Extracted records
=======
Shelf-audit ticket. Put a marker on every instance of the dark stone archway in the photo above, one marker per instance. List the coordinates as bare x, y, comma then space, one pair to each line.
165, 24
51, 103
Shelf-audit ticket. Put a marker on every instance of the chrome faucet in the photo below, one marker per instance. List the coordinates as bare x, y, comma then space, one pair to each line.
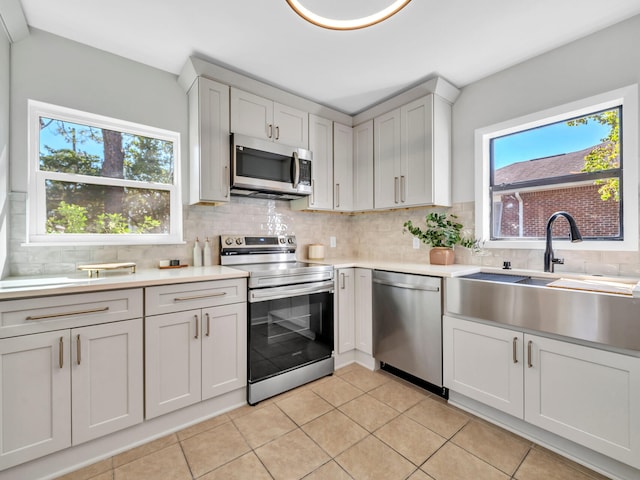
574, 236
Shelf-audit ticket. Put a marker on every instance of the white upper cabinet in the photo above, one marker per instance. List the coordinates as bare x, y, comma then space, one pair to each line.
413, 154
263, 118
208, 142
342, 168
363, 166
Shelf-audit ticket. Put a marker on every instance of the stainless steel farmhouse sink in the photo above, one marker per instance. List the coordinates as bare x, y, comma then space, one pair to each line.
528, 303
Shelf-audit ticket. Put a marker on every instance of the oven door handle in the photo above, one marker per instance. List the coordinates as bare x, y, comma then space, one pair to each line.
265, 294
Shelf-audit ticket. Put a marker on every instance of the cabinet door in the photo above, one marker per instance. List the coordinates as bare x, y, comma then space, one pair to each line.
35, 396
584, 394
363, 166
321, 144
343, 167
172, 362
251, 115
363, 313
484, 363
290, 126
224, 349
209, 142
416, 165
346, 310
107, 378
387, 160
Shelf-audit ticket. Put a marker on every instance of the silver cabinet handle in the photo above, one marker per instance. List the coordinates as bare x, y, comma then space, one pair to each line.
197, 297
61, 352
67, 314
296, 171
395, 189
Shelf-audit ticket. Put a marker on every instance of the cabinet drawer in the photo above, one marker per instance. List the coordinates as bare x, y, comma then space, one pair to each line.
186, 296
33, 315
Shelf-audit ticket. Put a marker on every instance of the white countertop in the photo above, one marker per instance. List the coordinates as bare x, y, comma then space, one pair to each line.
25, 287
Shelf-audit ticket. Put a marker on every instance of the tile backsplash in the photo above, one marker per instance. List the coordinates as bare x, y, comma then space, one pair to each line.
369, 236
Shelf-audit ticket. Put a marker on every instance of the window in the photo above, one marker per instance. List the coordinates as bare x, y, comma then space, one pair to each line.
581, 158
98, 180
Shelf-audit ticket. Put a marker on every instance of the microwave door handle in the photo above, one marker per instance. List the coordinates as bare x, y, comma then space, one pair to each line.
296, 170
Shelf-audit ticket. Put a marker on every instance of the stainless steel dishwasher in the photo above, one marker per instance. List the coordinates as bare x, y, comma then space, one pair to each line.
407, 325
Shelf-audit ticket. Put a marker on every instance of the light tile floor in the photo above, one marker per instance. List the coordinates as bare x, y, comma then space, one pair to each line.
355, 424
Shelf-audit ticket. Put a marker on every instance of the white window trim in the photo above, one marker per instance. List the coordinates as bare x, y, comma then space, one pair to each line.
36, 208
625, 96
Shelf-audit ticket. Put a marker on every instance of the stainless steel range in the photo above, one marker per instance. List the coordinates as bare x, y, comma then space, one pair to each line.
290, 313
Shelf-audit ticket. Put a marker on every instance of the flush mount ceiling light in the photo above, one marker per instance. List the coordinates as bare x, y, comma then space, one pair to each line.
350, 24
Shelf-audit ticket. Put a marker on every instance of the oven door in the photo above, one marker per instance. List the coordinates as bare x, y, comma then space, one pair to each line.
289, 327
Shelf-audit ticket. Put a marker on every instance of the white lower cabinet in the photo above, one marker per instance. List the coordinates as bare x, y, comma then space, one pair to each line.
194, 355
96, 369
363, 313
354, 318
484, 363
584, 394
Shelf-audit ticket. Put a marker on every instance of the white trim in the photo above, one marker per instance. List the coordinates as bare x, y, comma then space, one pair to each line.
36, 201
625, 96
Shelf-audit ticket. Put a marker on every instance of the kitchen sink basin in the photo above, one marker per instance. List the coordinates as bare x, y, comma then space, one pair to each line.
509, 278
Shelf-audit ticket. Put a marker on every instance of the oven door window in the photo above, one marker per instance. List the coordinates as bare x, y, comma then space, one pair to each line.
252, 163
286, 333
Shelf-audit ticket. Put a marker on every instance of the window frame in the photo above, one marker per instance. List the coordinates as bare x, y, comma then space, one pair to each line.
36, 195
627, 97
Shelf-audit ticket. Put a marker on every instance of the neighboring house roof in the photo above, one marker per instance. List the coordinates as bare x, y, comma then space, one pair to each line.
546, 167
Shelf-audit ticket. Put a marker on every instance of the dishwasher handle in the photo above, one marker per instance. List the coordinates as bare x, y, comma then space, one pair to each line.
408, 286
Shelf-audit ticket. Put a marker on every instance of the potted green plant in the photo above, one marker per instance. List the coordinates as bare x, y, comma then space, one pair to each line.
442, 232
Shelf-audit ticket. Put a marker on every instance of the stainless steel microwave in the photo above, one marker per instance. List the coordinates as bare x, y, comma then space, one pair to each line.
261, 168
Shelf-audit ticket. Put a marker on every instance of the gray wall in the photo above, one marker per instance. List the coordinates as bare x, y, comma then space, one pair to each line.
5, 50
604, 61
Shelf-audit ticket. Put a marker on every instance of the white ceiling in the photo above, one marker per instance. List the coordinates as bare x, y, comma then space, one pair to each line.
460, 40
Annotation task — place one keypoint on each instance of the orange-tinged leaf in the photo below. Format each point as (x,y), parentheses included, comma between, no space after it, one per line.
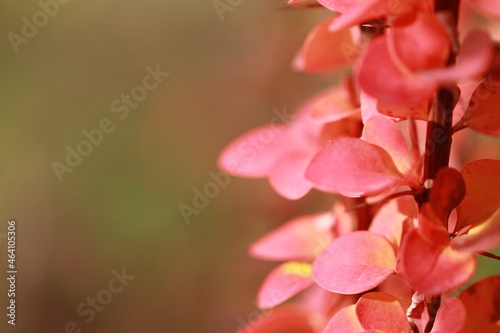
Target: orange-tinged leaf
(482,197)
(379,77)
(388,221)
(447,191)
(284,282)
(450,317)
(383,132)
(344,321)
(484,237)
(302,238)
(354,263)
(352,167)
(420,41)
(322,50)
(381,311)
(483,114)
(482,304)
(430,265)
(282,319)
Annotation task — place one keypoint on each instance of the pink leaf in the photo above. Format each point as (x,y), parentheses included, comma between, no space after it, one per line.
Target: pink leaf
(419,41)
(284,282)
(488,7)
(287,319)
(482,197)
(252,154)
(370,106)
(483,237)
(344,321)
(430,265)
(379,77)
(483,114)
(334,104)
(482,304)
(354,263)
(381,311)
(287,176)
(352,167)
(299,239)
(388,221)
(358,11)
(450,317)
(383,132)
(447,191)
(322,50)
(474,59)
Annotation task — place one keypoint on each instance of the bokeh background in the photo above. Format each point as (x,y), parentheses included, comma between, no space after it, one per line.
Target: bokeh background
(119,208)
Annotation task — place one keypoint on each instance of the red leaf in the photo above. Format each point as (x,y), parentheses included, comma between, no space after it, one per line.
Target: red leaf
(388,221)
(383,132)
(430,265)
(483,114)
(344,321)
(284,282)
(354,263)
(482,197)
(419,41)
(323,51)
(287,175)
(302,238)
(287,319)
(381,78)
(482,304)
(381,311)
(359,11)
(252,154)
(353,168)
(474,59)
(448,190)
(488,7)
(484,237)
(450,317)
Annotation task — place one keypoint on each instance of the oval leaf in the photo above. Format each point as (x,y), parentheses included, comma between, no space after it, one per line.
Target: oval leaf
(284,282)
(352,167)
(354,263)
(381,311)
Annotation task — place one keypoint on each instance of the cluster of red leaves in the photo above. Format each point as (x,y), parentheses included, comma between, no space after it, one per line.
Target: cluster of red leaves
(399,267)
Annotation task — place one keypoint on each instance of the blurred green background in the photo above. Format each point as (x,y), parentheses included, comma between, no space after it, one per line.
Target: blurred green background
(119,207)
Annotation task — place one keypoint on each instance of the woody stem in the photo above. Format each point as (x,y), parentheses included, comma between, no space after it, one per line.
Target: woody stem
(439,128)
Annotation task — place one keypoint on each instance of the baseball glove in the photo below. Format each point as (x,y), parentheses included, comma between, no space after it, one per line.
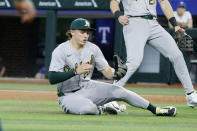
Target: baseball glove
(120,68)
(183,40)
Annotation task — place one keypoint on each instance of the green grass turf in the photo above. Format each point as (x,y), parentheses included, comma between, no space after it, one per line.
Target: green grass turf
(47,116)
(139,90)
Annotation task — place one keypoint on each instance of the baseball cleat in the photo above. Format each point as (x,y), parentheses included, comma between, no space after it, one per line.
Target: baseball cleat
(192,99)
(166,111)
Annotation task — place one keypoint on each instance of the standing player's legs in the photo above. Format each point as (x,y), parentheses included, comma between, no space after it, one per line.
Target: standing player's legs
(77,104)
(164,43)
(101,93)
(135,36)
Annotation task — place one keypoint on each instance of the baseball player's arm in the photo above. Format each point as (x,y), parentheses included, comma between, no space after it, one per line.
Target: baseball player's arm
(26,10)
(108,72)
(57,77)
(168,11)
(114,6)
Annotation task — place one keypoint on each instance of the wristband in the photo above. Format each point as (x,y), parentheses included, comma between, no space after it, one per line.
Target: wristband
(173,21)
(118,13)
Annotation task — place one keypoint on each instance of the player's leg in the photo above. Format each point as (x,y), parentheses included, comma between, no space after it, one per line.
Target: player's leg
(164,43)
(76,104)
(135,39)
(101,93)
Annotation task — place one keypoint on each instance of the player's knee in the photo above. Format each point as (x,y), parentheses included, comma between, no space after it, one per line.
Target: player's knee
=======
Your task is to find each line in the entries that contains the string "knee" and copy it.

Annotation task — place one keypoint on each instance of the player's knee in the photo above. Format each point as (x,y), parentheses included, comma between, no space after it, one per line.
Target: player's knee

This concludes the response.